• [WHAT TO DO] Reproduce the passage on the superiority of this method from "The Superiority Of" to "few minutes.".

• [TEXT]
Start of Block
The Superiority Of This Method
This method gives absolutely marvelous results, and it is easy to
understand why. Indeed, by following out my advice, it is
impossible to fail, except with the two classes of persons mentioned
above, who fortunately represent barely 3 per cent of the whole. If,
however, you try to put your subjects to sleep right away, without
the explanations and preliminary experiments necessary to bring
them to accept the suggestion
and to transform them into
autosuggestions you cannot and will not succeed except with
peculiarly sensitive subjects, and these are rare. Everybody may
become so by training, but very few are so sufficiently without the
preliminary instruction that I recommend, which can be done in a
few minutes.
Formerly, imagining that suggestions could only be given during
sleep, I always tried to put my patient to sleep; but on discovering
that it was not indispensable, I left off doing it in order to spare him
the dread and uneasiness he almost always experiences when he is
told that he is going to be sent to sleep, and which often makes him
offer, in spite of himself, an involuntary resistance. If, on the
contrary, you tell him that you are not going to put him to sleep as
there is no need to do so, you gain his confidence. He listens to you
without fear or any ulterior thought, and it often happens--if not the
first time, anyhow very soon--that, soothed by the monotonous
sound of your voice, he falls into a deep sleep from which he
awakes astonished at having slept at all.
End of Block
• [Stored items]
Start of Block
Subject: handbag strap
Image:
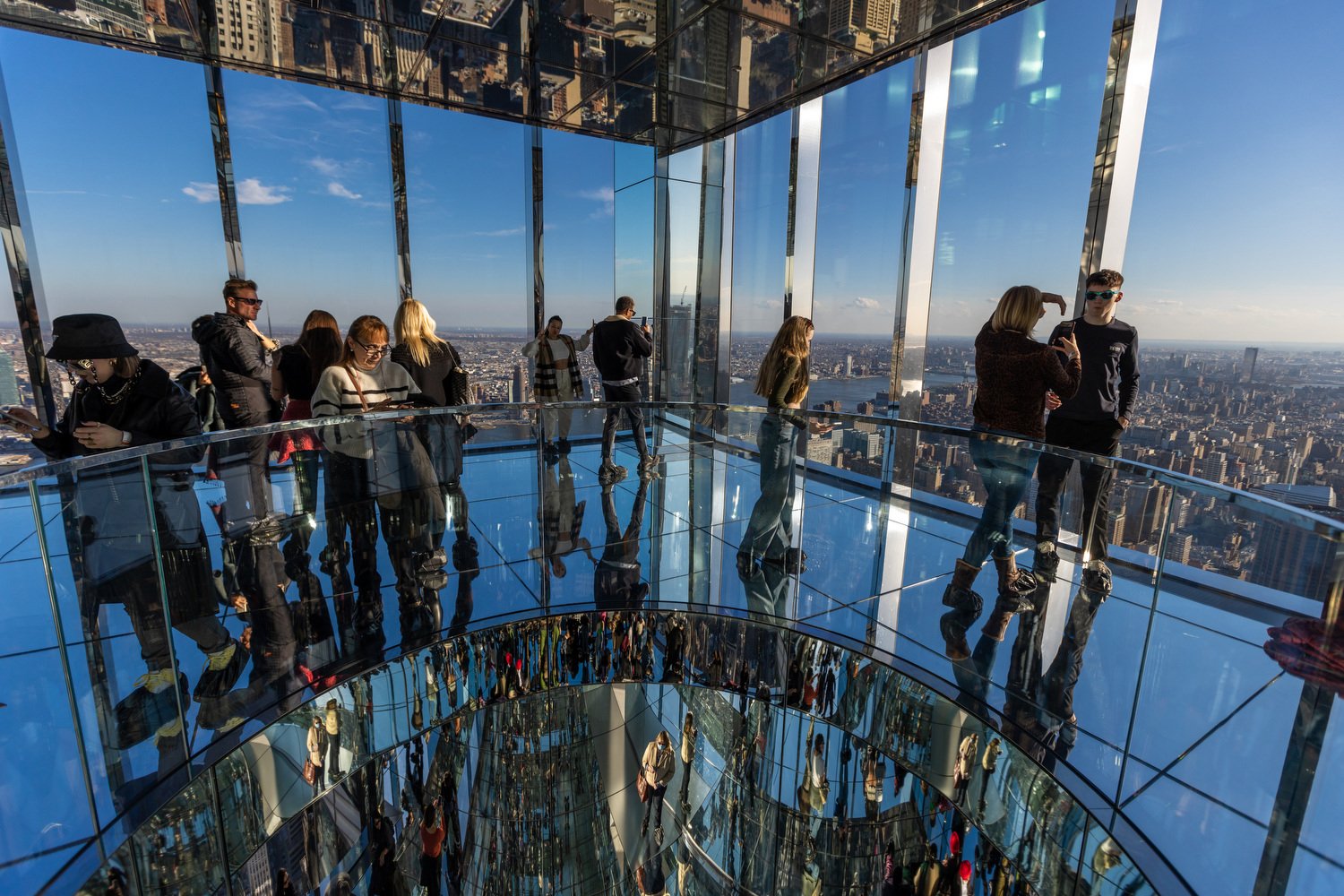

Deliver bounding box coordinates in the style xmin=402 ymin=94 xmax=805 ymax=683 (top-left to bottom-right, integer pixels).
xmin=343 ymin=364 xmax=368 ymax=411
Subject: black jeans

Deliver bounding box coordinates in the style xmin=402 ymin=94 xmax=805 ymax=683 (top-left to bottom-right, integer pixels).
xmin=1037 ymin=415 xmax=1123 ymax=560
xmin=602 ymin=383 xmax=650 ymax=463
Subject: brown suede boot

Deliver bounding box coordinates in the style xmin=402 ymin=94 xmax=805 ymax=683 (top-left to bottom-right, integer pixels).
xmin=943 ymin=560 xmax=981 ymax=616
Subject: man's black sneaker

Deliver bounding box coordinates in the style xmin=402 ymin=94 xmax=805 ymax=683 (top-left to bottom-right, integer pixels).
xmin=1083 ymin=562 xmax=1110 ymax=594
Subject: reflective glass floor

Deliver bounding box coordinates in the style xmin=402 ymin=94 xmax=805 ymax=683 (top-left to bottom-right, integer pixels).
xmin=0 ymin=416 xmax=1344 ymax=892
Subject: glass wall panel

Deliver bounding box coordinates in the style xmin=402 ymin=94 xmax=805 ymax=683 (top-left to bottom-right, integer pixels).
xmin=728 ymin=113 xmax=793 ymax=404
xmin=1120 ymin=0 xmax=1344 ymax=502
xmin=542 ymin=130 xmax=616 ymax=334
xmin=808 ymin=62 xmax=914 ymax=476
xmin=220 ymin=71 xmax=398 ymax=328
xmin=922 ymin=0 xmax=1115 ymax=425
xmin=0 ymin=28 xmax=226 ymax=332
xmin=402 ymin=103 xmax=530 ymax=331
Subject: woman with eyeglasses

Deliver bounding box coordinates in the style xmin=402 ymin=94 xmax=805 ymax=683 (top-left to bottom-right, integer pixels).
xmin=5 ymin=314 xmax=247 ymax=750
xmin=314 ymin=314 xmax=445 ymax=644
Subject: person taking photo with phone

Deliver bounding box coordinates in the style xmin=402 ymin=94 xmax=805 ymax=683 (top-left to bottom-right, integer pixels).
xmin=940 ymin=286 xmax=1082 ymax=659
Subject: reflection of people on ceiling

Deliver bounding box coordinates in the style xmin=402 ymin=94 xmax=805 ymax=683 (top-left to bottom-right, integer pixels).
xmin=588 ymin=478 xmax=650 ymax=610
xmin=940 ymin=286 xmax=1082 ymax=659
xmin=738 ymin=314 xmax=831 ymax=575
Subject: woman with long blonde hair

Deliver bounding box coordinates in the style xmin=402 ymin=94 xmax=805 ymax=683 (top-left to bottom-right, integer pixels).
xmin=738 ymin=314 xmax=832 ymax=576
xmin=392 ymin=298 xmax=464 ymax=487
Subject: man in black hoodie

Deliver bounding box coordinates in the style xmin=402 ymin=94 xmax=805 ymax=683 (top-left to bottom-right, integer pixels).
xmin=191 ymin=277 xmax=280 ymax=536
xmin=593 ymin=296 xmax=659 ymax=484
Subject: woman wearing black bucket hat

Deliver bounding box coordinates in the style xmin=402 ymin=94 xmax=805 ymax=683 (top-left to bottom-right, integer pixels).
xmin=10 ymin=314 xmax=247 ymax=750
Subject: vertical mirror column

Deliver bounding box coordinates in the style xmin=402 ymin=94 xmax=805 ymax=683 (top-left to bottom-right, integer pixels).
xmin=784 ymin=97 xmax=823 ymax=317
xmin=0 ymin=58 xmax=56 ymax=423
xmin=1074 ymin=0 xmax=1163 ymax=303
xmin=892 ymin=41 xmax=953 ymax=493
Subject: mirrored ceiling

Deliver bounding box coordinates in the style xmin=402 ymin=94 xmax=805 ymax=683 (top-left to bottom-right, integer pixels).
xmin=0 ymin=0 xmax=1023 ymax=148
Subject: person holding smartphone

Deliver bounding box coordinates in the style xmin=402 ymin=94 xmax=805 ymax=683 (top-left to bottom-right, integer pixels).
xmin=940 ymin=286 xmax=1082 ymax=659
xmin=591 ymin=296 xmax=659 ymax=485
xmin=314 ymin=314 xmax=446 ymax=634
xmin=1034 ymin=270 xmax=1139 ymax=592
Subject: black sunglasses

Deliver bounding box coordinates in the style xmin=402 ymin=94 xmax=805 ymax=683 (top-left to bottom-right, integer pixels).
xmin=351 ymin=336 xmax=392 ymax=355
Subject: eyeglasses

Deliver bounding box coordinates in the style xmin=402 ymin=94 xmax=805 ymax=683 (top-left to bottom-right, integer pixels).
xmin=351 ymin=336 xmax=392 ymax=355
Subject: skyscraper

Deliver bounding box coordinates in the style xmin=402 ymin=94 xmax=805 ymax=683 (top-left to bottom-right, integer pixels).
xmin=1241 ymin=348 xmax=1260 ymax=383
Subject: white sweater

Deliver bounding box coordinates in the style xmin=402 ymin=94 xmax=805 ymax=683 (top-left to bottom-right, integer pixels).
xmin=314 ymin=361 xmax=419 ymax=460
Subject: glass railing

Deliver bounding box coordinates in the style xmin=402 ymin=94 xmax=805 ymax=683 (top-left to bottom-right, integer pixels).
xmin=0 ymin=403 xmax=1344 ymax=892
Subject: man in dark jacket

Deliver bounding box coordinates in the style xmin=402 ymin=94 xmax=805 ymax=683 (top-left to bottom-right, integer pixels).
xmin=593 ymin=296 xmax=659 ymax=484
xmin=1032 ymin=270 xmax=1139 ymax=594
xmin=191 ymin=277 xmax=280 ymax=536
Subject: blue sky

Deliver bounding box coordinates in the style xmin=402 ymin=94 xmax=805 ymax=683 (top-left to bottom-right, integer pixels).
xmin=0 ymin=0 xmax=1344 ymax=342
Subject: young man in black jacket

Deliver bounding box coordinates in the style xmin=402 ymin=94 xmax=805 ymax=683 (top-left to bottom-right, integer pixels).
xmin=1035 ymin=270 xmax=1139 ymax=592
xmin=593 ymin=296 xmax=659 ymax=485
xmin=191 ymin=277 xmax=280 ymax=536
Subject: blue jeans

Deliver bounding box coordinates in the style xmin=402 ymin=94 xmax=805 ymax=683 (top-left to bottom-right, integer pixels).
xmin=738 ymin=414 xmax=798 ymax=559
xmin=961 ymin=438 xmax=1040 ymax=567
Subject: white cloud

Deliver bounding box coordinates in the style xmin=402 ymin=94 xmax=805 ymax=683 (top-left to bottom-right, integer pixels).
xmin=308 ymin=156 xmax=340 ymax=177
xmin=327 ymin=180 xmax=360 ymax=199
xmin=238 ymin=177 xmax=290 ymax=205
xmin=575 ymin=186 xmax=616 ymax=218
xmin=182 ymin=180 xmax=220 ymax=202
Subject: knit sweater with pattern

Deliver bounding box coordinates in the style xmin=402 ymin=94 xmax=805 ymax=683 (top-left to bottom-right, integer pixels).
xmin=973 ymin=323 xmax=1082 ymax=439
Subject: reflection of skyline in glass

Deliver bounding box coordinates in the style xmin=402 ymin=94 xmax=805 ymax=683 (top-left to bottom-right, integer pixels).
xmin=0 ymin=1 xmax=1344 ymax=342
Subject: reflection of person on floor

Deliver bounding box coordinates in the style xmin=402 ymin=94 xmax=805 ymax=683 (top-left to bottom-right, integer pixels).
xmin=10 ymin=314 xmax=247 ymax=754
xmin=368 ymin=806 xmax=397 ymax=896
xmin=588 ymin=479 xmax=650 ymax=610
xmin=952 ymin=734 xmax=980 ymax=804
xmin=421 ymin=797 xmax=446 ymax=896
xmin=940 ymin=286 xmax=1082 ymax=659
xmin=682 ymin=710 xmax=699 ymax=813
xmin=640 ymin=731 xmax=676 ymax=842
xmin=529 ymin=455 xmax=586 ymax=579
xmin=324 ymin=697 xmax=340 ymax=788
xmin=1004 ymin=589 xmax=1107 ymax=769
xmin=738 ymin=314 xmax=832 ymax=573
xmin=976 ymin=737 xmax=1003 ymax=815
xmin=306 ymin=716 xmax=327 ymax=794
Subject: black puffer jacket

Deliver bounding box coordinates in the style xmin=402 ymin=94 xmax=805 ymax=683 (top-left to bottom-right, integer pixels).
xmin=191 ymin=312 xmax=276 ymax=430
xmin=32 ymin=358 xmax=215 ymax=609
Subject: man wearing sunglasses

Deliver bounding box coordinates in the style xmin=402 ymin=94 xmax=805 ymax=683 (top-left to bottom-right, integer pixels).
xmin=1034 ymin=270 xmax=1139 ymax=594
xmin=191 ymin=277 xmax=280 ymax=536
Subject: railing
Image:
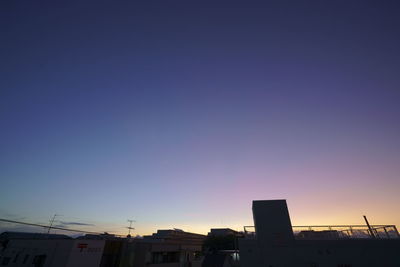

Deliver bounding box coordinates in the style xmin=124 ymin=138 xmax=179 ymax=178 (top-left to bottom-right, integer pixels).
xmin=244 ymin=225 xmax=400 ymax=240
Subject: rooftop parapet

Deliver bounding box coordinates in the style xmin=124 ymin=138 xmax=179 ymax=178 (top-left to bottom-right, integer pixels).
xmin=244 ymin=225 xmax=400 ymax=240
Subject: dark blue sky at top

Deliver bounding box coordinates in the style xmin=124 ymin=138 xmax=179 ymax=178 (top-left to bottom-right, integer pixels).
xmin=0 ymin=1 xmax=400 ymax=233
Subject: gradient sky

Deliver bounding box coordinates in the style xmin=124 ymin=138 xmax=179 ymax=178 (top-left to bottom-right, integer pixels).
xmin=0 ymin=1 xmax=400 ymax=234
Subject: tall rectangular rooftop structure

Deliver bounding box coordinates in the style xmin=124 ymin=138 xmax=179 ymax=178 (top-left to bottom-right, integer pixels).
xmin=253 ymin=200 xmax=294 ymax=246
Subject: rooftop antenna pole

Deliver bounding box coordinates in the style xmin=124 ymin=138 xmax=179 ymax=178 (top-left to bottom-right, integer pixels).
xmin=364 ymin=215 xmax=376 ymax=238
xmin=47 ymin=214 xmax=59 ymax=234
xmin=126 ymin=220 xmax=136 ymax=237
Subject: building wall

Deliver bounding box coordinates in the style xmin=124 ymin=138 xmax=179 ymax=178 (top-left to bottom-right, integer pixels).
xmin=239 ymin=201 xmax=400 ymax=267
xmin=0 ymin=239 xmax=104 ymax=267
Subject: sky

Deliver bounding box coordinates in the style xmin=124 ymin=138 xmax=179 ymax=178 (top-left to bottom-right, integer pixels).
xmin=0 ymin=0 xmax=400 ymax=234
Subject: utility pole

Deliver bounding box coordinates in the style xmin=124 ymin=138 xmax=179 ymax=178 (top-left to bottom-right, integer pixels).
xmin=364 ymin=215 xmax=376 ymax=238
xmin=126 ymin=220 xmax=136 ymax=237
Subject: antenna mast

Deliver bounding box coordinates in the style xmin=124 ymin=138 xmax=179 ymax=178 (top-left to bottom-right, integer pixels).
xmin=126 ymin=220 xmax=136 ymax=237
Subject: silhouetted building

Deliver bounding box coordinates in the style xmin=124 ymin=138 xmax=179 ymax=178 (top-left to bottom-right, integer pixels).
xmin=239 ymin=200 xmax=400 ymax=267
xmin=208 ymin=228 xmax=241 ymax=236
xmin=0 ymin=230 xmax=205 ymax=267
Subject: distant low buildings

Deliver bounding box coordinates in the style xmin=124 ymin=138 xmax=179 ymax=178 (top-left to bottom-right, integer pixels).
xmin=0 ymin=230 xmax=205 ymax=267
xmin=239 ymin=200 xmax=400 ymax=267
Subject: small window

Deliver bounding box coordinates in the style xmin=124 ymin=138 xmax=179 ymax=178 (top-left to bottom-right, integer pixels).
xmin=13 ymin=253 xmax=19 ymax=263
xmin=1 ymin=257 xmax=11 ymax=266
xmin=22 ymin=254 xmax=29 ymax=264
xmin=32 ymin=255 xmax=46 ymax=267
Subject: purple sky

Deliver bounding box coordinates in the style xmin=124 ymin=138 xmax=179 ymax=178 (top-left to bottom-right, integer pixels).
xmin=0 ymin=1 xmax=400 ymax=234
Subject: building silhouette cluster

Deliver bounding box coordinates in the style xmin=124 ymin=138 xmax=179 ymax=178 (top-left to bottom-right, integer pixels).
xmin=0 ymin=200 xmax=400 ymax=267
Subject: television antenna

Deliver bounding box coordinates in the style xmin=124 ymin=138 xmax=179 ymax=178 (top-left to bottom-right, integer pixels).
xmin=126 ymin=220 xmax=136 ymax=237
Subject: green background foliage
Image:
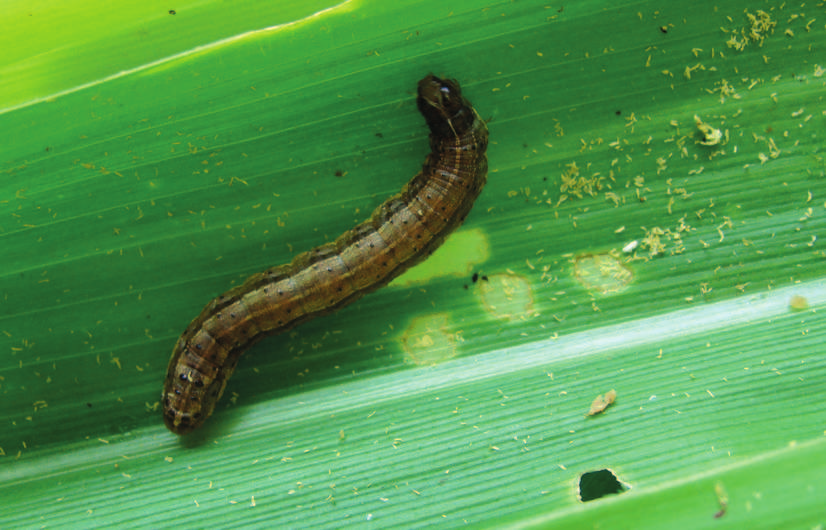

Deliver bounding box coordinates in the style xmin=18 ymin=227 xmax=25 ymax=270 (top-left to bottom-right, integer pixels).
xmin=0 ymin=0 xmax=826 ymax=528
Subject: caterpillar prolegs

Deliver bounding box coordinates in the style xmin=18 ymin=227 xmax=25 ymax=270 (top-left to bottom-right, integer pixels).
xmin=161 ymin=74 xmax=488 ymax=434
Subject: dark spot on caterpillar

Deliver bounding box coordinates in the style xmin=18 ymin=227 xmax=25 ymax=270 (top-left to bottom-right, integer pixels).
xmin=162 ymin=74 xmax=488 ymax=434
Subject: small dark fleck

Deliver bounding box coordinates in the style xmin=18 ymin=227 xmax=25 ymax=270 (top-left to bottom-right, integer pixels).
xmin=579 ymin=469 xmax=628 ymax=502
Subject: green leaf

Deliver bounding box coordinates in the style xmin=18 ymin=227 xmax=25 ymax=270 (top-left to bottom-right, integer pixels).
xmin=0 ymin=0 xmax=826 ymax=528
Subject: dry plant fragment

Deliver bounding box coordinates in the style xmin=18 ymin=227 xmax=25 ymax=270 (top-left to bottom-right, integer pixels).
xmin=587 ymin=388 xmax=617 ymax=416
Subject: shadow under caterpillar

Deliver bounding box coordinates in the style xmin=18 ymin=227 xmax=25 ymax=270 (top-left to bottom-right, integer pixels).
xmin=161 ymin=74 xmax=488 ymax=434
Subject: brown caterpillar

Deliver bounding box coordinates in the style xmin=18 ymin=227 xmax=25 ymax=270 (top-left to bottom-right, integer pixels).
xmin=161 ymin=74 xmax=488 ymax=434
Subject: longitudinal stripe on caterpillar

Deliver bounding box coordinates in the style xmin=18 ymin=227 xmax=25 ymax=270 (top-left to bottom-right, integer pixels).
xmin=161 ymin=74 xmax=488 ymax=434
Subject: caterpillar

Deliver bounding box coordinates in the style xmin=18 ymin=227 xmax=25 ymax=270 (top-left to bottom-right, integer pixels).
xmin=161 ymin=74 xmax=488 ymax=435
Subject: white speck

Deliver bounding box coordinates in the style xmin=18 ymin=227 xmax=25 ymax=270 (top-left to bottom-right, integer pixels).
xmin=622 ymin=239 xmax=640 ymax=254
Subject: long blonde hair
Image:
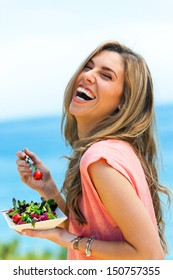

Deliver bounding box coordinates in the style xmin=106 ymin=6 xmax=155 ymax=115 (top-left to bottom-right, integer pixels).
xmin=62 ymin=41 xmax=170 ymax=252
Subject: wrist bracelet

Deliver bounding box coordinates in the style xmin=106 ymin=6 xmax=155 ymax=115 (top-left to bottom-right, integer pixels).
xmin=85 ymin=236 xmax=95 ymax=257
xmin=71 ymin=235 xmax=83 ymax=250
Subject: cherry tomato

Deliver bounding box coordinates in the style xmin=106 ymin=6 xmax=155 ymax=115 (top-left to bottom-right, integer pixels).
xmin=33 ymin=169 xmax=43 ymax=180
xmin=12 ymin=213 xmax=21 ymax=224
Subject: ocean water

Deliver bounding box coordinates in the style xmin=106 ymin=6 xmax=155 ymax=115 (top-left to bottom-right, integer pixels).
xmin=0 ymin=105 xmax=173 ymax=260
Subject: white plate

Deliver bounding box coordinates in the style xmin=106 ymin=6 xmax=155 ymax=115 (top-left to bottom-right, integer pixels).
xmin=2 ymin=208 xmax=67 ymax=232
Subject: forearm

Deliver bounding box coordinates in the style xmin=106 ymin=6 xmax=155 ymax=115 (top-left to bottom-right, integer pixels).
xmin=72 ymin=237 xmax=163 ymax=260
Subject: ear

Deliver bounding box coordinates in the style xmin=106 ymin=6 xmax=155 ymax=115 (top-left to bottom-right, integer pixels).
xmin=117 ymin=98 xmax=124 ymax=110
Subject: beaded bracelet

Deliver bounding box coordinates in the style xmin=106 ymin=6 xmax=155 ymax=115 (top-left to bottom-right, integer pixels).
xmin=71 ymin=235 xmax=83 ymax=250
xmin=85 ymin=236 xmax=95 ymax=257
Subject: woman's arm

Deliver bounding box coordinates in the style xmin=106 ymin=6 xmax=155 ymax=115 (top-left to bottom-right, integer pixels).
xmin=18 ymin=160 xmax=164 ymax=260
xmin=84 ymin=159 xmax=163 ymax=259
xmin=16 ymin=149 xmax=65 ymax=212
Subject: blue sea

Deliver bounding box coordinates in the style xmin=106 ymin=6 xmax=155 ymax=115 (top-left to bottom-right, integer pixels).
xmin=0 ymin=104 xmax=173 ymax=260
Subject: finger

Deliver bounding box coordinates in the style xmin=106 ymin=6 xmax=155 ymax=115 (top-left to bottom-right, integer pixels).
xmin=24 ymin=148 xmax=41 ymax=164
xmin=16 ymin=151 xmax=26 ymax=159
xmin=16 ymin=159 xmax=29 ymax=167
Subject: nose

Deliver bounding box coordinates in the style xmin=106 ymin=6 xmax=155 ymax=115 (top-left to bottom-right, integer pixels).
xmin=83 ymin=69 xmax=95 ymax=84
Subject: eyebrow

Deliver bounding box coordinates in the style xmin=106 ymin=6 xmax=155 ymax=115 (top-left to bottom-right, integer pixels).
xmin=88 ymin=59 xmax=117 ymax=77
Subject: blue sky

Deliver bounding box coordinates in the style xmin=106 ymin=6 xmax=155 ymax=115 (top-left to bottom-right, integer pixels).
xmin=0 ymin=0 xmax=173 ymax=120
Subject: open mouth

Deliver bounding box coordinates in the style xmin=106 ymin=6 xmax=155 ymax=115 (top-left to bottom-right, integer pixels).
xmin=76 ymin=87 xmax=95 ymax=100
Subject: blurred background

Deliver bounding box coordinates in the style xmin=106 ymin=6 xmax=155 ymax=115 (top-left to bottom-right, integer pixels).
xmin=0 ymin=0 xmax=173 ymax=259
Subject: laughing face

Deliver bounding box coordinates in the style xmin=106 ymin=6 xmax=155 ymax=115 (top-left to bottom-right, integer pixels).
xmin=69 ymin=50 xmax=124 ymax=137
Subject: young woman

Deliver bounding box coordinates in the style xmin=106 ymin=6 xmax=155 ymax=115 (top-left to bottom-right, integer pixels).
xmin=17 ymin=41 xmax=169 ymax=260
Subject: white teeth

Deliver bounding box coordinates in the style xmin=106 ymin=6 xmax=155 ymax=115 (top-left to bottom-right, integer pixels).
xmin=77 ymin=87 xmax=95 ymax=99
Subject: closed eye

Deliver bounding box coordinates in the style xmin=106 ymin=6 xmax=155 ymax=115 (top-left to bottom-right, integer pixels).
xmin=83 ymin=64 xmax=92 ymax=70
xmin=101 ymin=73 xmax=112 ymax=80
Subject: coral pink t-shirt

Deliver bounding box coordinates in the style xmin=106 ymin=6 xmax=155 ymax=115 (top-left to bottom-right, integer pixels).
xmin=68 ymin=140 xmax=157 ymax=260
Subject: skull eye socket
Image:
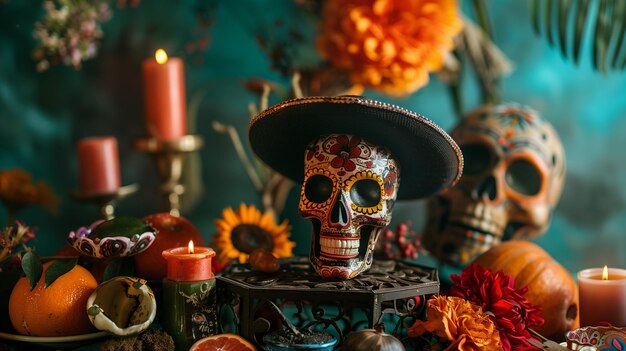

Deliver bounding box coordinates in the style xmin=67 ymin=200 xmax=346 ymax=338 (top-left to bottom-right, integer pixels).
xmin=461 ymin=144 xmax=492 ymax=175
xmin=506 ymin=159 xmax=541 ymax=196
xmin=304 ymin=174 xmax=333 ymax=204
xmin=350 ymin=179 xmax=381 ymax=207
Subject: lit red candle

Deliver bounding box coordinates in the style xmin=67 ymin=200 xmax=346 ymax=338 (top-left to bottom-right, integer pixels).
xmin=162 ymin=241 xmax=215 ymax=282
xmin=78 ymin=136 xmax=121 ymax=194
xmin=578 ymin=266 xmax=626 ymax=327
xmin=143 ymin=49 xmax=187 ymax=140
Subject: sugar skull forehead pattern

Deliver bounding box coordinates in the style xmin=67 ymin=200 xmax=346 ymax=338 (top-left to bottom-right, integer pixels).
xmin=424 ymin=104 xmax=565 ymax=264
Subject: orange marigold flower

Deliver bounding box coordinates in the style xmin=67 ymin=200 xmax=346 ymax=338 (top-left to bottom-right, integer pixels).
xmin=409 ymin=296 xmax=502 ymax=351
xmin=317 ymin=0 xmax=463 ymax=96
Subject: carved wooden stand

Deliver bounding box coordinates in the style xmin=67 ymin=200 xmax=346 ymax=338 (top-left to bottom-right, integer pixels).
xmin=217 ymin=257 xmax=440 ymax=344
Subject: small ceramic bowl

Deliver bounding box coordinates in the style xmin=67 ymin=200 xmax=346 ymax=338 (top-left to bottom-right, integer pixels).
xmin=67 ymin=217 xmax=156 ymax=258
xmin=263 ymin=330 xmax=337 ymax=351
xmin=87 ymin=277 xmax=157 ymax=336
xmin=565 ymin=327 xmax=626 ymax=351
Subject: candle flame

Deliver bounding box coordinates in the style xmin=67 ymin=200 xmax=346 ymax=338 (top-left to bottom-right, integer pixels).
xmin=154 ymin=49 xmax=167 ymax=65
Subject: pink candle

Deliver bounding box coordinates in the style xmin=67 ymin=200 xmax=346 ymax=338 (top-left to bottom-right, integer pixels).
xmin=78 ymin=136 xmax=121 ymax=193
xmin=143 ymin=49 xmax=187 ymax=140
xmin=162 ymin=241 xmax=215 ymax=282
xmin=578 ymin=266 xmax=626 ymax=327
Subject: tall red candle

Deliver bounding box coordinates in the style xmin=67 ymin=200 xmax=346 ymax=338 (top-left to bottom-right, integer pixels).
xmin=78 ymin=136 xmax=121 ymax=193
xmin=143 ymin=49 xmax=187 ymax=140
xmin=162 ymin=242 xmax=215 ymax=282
End of Block
• [SOLUTION FOR THIS PROBLEM]
The Superiority Of This Method
This method gives absolutely marvelous results, and it is easy to
understand why. Indeed, by following out my advice, it is
impossible to fail, except with the two classes of persons mentioned
above, who fortunately represent barely 3 per cent of the whole. If,
however, you try to put your subjects to sleep right away, without
the explanations and preliminary experiments necessary to bring
them to accept the suggestion
and to transform them into
autosuggestions you cannot and will not succeed except with
peculiarly sensitive subjects, and these are rare. Everybody may
become so by training, but very few are so sufficiently without the
preliminary instruction that I recommend, which can be done in a
few minutes.